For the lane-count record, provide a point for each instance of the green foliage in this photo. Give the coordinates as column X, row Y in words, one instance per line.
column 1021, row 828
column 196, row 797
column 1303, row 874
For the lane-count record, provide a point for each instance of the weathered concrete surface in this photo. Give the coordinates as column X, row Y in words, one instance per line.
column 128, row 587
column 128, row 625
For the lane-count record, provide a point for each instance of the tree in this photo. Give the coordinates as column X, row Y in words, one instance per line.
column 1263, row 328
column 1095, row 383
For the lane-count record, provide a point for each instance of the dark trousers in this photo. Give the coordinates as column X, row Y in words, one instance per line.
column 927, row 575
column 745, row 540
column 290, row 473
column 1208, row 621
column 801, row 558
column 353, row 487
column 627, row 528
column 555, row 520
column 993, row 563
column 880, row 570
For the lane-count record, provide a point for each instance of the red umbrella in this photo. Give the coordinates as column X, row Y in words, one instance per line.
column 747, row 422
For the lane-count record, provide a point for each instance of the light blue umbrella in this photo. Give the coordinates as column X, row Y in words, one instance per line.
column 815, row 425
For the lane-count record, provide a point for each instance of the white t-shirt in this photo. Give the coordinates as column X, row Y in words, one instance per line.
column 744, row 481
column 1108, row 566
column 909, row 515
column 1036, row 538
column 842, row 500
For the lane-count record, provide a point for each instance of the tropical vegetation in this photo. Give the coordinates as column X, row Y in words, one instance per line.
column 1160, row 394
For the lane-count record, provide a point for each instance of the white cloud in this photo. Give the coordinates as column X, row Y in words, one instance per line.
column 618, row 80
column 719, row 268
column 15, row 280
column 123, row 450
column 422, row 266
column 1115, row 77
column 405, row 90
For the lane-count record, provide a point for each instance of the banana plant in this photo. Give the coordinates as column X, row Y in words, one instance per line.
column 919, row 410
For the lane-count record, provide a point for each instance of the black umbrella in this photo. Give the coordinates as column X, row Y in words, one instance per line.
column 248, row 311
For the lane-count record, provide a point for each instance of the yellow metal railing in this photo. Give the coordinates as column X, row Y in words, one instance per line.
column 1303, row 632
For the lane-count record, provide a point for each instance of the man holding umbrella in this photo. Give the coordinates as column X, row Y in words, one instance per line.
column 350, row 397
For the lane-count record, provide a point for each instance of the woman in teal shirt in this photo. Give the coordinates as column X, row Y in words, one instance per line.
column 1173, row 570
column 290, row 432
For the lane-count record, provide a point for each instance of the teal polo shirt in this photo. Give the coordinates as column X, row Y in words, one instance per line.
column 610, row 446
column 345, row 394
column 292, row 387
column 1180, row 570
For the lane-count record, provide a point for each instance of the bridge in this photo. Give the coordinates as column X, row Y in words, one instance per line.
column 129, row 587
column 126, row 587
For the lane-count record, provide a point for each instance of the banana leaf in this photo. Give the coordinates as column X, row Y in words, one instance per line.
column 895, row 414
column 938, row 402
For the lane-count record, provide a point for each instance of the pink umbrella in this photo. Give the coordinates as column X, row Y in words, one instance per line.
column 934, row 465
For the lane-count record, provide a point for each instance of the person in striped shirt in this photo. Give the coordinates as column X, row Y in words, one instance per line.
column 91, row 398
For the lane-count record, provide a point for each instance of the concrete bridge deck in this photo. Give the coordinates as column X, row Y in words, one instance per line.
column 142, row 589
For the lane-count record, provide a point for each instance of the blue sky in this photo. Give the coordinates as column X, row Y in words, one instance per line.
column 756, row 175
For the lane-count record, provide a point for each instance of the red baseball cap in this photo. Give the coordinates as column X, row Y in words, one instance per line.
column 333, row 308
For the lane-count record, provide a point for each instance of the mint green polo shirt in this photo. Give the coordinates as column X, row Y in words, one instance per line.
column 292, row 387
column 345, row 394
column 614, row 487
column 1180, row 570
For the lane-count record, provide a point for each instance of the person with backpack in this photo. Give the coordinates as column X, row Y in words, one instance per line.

+ + +

§ **What the task requires**
Restate the records above exactly.

§ **Problem solution**
For the lane-count record, provide a point for each instance of the green foliage in this photo. Give the coordinates as column X, row Y in words, one instance per line.
column 1021, row 828
column 196, row 797
column 1303, row 874
For the lane-count record, provide a point for each instance of the weathered concrete surface in this photo. Give the coordinates as column X, row Y in words, one instance per line.
column 128, row 587
column 128, row 625
For the lane-count record, provide a point for each instance of the tree in this photo. Give the coordinates as column X, row Y in words, one instance per line.
column 1263, row 328
column 1095, row 383
For the lane-count record, provide a point for each instance of the dark trousers in this photo. Give the coordinates as column X, row Y in words, one instance per line.
column 927, row 575
column 745, row 540
column 290, row 473
column 1208, row 621
column 801, row 558
column 353, row 487
column 627, row 528
column 555, row 520
column 993, row 563
column 880, row 570
For the lane-count record, provide a point for each instance of the red umbrella in this photo. Give the coordinates as column X, row Y in words, one instance per line.
column 747, row 422
For the lane-count record, provide a point for each instance of the light blue umbrella in this photo. Give the coordinates as column X, row Y in words, one instance per line.
column 815, row 425
For the lane-count record, provide a point for each instance of the white t-shirt in this photo. Give the coordinates as column X, row Y in words, one instance per line.
column 744, row 481
column 1108, row 566
column 909, row 515
column 1036, row 538
column 842, row 500
For the lane-count record, provide a point for each instance of the tropical vegetation in this photo. Give the coordinates as column X, row Y in words, one instance per line.
column 1160, row 394
For the lane-count record, provide a point for each instance of the white cloud in this photo. Give the coordinates as column X, row Y in words, one instance per line.
column 618, row 80
column 719, row 268
column 15, row 280
column 123, row 450
column 422, row 266
column 1115, row 77
column 405, row 90
For the lane-count record, provide a point for each instance of the banana plant in this photo. Give the coordinates as column X, row Y in words, one instance per line.
column 919, row 410
For the lane-count record, provide a point for each instance of the black umbrella in this photo. Give the coordinates as column X, row Y in words, one instance per line.
column 248, row 311
For the lane-count record, provide a point for each instance of the yellow metal railing in this photo. Give the coordinates as column X, row Y in words, one instance per line.
column 1303, row 632
For the lane-count record, provide a point for each instance of the man holding umbrella in this photo. Give the coordinates as column X, row Y in words, one instance per line.
column 350, row 397
For the lane-count record, provide a point for each instance of the woman in teal shirt in this photo. Give the coordinates as column X, row Y in words, one instance per line.
column 1173, row 570
column 290, row 432
For the lane-count record, provide a point for each instance of the teal polo shirt in this photo. Give the coordinates as column X, row Y in words, one instance per line.
column 610, row 446
column 345, row 394
column 292, row 387
column 1180, row 570
For the lane-count record, provide a point for each instance of the bridge in this photo. Give the coordinates as column X, row Y in words, one instance per line.
column 129, row 587
column 126, row 587
For the lane-count record, provide a point for each instance of the banana leaf in this photo. Give the coordinates as column X, row Y in words, one instance per line.
column 895, row 414
column 938, row 402
For the lane-count record, provide a point for each instance of the pink umbrella in this photo. Give the coordinates as column X, row Y in words, one instance per line.
column 934, row 465
For the lane-count record, provide a point for each instance of the person in striped shirt in this photo. Give the coordinates as column X, row Y in words, one instance per line.
column 91, row 398
For the lane-count record, provide a point for each instance of the concrete bridge deck in this photo. Give the coordinates as column X, row Y in words, one instance per line.
column 142, row 589
For the lane-count record, provide a point for each instance of the blue sky in this photo. Give the coordinates as column X, row Y in words, one instance per line.
column 756, row 175
For the lane-count record, provide a point for each instance of the red baseball cap in this photo. Give the coordinates as column X, row Y in words, one instance per line.
column 333, row 308
For the lane-count record, provide a point for each instance of the mint green polo shirt in this photo. Give the coordinates as column X, row Y in words, one instance per line.
column 292, row 387
column 345, row 394
column 614, row 487
column 1180, row 570
For the lane-count record, provide a point for each instance of the person with backpack in this photo. Give the coordinates as column X, row Y in words, one instance per line.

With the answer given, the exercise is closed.